Brief 1 >>
Using the text on plant GC content, decide whether each statement agrees with it: (a) the survey found that variation in nucleotide landscapes in plants is continuous; (b) GC enrichment comes only from the appearance of a GC-rich class of genes; (c) the process that drives the evolution of bimodality is known. For each statement, answer yes or no and quote the words of the text that decide it.
Brief 2 >>
List every figure that the text on plant GC content cites, in the order they first appear.

Page text >>
______
GC content of plant genomes is generally reported as a dichotomy opposing GC-rich and heterogeneous monocots (at least grass) to more GC-poor and homogeneous (eu)dicots (e.g., Wong et al., 2002; Wang et al., 2004). Although our results confirmed this pattern, that is, on average Poaceae genomes are GC richer and more heterogeneous than genomes of eudicots, our broad phylogenetic survey gave a more complete and rather different picture: Variation in nucleotide landscapes in plants is continuous. Moreover, this continuous variation holds for all the characteristics we analyzed: GC-rich genomes are also more heterogeneous (Figure 3) and display stronger local correlations among codon positions (Figure 6) and stronger GC content gradient along genes (Figure 7). As previously proposed (Carels and Bernardi, 2000), two classes of genes naturally emerged from our bi-Beta parameterization. It allowed us to test how GC content evolved within and between these two classes across the seed plant phylogeny. We found that GC enrichment is not only due to the appearance of a GC-rich class of genes but that the GC-poor gene category is also affected. However, GC-rich genomes are characterized by a higher proportion of GC-rich genes and a larger difference in mean GC content of the two classes (Figure 4). We thus found a continuous pattern of GC3 distributions from slightly to strongly skewed toward high GC, up to bimodal in some Poaceae, some commelinid monocots, and some eucalyptus species in eudicots (see example in Figure 1). Such bimodal distributions have already been described in grasses (Tatarinova et al., 2010) and seem to also occur in some mammals (J. Romiguier, personal communication) and birds (B. Nabholz, personal communication). Bimodal distributions seem to occur only in very GC-rich genomes, but it is still unclear which process drives the evolution of bimodality. Overall, the correlations between the various properties of GC content distributions among species and the continuous variations in these patterns suggest that the same evolutionary process might be at work for all plant groups, with varying intensities, both at the global and the local genomic scales.
______
Information given >>
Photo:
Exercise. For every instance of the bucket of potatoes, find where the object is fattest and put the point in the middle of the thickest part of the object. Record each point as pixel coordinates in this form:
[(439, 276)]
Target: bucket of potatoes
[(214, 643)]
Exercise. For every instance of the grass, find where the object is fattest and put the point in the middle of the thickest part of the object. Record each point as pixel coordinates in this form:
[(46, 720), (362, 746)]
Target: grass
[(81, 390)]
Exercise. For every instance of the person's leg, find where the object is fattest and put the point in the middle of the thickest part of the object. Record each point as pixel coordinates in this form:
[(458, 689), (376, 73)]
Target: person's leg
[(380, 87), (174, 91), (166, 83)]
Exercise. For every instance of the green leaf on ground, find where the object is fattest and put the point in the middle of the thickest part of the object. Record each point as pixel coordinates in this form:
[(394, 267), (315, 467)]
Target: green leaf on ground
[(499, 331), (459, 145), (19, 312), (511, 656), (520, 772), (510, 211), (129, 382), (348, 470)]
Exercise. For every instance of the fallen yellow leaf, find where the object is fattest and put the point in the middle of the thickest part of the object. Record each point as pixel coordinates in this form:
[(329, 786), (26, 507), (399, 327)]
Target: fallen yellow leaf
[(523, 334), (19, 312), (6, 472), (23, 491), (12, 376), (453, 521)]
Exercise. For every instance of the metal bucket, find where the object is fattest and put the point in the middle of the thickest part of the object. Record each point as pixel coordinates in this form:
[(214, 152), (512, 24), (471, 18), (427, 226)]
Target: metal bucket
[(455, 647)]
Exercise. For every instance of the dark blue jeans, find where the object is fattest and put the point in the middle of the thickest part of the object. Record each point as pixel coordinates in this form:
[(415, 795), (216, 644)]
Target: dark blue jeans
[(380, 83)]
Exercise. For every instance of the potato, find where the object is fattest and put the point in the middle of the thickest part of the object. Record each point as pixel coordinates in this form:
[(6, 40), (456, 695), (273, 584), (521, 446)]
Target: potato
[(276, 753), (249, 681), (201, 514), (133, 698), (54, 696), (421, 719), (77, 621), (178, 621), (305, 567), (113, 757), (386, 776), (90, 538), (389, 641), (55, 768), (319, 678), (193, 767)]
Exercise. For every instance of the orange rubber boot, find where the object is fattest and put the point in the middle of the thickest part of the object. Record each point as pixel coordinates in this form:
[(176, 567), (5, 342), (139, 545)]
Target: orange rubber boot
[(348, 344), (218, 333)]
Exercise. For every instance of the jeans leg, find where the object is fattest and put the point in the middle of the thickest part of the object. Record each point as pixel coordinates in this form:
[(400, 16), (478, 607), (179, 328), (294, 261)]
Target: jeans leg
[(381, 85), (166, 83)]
______
Answer space 1 >>
(a) Yes: "Variation in nucleotide landscapes in plants is continuous."
(b) No: "GC enrichment is not only due to the appearance of a GC-rich class of genes but that the GC-poor gene category is also affected."
(c) No: "it is still unclear which process drives the evolution of bimodality."

Answer space 2 >>
Figure 3, Figure 6, Figure 7, Figure 4, Figure 1